### Challenge 1:
Pull out the part of the Jupiter passage between "Jupiter is the" and "miles (142,800 km)", inclusive, word for word.
### Challenge 2:
Write the next part of the Jupiter passage, picking up right after its last line.

### Text excerpt:
************

Jupiter is the largest planet in the solar system. It's diameter is about 11 times that of Earth. You could fit over 1,000 Earths inside! It is a giant ball of gas with no solid surface. It does however have a liquid center due to the high pressures forcing it into a liquid and a small solid core. Jupiter has 63 natural satellites (or moons). The largest four are Io, Europa, Ganymede, and Callisto. Viewed through a large telescope, Jupiter is stunningly colorful and looks like a disk covered with bands of blue, brown, pink, red, orange, and yellow. Its most distinguishing feature is the Great Red Spot, an intense, giant windstorm larger in size than Earth, which has continued for centuries without any signs of dying down.
- Size: 11 times the diameter of Earth
- Diameter: 88,736 miles (142,800 km)

************

### Recorded data:

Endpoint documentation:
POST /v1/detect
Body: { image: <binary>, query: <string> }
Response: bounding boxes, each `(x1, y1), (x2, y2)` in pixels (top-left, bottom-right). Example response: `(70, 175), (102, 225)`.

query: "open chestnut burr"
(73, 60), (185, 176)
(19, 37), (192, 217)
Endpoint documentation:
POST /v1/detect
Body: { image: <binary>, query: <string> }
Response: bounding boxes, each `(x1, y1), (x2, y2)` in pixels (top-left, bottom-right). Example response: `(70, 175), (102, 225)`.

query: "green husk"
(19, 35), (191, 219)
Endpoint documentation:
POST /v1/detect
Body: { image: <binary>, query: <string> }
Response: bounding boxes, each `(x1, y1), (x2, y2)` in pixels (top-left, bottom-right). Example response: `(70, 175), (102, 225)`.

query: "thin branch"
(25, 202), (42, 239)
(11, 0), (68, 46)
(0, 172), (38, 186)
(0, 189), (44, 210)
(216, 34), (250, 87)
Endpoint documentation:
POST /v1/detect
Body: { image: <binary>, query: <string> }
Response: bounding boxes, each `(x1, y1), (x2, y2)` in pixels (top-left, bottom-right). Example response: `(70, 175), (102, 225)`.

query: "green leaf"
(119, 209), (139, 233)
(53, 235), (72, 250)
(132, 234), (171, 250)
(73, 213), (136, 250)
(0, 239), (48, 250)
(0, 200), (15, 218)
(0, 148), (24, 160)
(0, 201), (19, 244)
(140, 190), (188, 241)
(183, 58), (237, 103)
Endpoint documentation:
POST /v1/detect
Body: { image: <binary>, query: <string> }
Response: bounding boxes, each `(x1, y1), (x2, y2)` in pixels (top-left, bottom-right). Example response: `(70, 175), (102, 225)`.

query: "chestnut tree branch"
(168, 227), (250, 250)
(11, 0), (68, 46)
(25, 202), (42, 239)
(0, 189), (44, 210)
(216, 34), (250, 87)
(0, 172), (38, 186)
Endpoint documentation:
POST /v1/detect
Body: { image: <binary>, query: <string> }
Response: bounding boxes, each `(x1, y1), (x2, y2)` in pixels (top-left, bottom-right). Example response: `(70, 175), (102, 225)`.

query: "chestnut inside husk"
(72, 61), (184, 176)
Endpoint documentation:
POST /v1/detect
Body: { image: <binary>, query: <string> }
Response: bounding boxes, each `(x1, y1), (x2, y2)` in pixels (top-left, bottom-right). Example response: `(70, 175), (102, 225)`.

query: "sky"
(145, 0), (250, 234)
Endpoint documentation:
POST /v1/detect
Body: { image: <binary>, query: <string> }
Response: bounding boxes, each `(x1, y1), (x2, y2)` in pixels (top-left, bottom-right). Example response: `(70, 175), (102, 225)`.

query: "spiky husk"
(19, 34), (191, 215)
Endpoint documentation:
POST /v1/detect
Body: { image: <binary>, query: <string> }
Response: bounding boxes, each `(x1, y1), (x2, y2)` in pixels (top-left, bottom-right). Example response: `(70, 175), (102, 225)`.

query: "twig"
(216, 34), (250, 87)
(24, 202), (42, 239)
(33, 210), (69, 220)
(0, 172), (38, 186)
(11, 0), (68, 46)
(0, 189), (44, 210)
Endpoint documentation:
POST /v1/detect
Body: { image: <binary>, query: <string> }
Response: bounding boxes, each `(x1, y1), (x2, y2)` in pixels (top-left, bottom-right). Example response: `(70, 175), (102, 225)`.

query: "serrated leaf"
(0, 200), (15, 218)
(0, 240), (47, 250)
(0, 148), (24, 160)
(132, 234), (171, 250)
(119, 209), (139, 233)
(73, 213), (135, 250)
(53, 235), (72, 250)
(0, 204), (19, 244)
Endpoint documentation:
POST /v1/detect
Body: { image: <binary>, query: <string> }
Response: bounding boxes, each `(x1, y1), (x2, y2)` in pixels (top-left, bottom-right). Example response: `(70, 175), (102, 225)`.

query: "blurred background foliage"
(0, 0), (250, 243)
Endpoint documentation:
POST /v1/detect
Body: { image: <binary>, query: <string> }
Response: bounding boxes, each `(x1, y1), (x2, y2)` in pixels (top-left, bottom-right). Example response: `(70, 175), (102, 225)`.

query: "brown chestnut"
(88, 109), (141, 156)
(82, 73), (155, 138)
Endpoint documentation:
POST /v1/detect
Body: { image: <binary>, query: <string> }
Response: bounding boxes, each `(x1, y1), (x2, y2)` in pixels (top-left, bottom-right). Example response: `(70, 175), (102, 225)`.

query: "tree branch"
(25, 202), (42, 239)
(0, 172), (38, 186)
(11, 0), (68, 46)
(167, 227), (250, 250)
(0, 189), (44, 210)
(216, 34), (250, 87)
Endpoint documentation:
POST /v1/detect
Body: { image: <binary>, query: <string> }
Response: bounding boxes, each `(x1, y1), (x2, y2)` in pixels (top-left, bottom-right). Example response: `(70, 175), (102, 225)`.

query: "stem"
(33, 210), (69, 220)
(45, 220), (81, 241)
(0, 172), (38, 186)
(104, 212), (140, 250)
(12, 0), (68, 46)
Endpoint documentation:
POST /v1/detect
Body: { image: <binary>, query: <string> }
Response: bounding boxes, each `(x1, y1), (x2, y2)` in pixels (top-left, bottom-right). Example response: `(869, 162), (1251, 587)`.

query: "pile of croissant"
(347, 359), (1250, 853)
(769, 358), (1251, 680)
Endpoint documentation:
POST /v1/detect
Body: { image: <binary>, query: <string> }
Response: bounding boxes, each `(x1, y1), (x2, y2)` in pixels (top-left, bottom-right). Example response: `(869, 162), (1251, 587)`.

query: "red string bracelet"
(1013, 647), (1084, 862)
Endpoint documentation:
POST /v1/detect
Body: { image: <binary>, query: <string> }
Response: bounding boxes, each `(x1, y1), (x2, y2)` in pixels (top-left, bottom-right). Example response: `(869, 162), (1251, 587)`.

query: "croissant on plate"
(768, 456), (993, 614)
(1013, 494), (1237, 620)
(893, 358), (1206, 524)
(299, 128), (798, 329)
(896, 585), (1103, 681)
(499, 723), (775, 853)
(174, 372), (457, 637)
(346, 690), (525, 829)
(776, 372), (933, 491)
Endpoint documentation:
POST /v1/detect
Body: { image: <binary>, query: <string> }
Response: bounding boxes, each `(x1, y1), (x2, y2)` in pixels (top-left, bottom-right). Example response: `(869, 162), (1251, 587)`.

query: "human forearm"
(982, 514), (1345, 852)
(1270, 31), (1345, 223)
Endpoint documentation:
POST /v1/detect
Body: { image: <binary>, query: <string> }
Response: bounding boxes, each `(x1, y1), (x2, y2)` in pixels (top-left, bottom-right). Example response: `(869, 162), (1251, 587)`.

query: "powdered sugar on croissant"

************

### Written response 1:
Jupiter is the largest planet in the solar system. It's diameter is about 11 times that of Earth. You could fit over 1,000 Earths inside! It is a giant ball of gas with no solid surface. It does however have a liquid center due to the high pressures forcing it into a liquid and a small solid core. Jupiter has 63 natural satellites (or moons). The largest four are Io, Europa, Ganymede, and Callisto. Viewed through a large telescope, Jupiter is stunningly colorful and looks like a disk covered with bands of blue, brown, pink, red, orange, and yellow. Its most distinguishing feature is the Great Red Spot, an intense, giant windstorm larger in size than Earth, which has continued for centuries without any signs of dying down.
- Size: 11 times the diameter of Earth
- Diameter: 88,736 miles (142,800 km)

### Written response 2:
- Surface: A hot ball of gas and liquid
- Atmosphere: Whirling clouds of colored dust, hydrogen, helium, methane, water, and ammonia.
- Temperature: -234°F (-148°C) average
- Rotation of its axis: 9 hours and 55 minutes
- Rotation around the Sun: 12 Earth years
- Weight: If you weigh 100 pounds on Earth, you would weigh 265 pounds on Jupiter.
- Distance from Earth: At its closest, 370 million miles (591 million km)
- Mean Distance from Sun: 483.88 million miles (778.3 million km)
- Satellites: 63
- Rings: 4
Saturn is the second-largest planet and has majestic rings surrounding it. Saturn's seven rings are flat and lie inside one another. They are made of billions of ice covered particles so they are not solid bodies they are orbiting debris. Ice reflects light, that is why they are so bright and we can see them through a regular telescope from Earth. Saturn's density is lighter than water (0.7) which means if you had a body of water big enough to hold it, it would float! It's composition is 73% Hydrogen and 26% Helium and 1% other which is similar to both Jupiter and the sun.

- Size: About 10 times larger than Earth in diameter
- Diameter: 74,978 miles (120,660 km)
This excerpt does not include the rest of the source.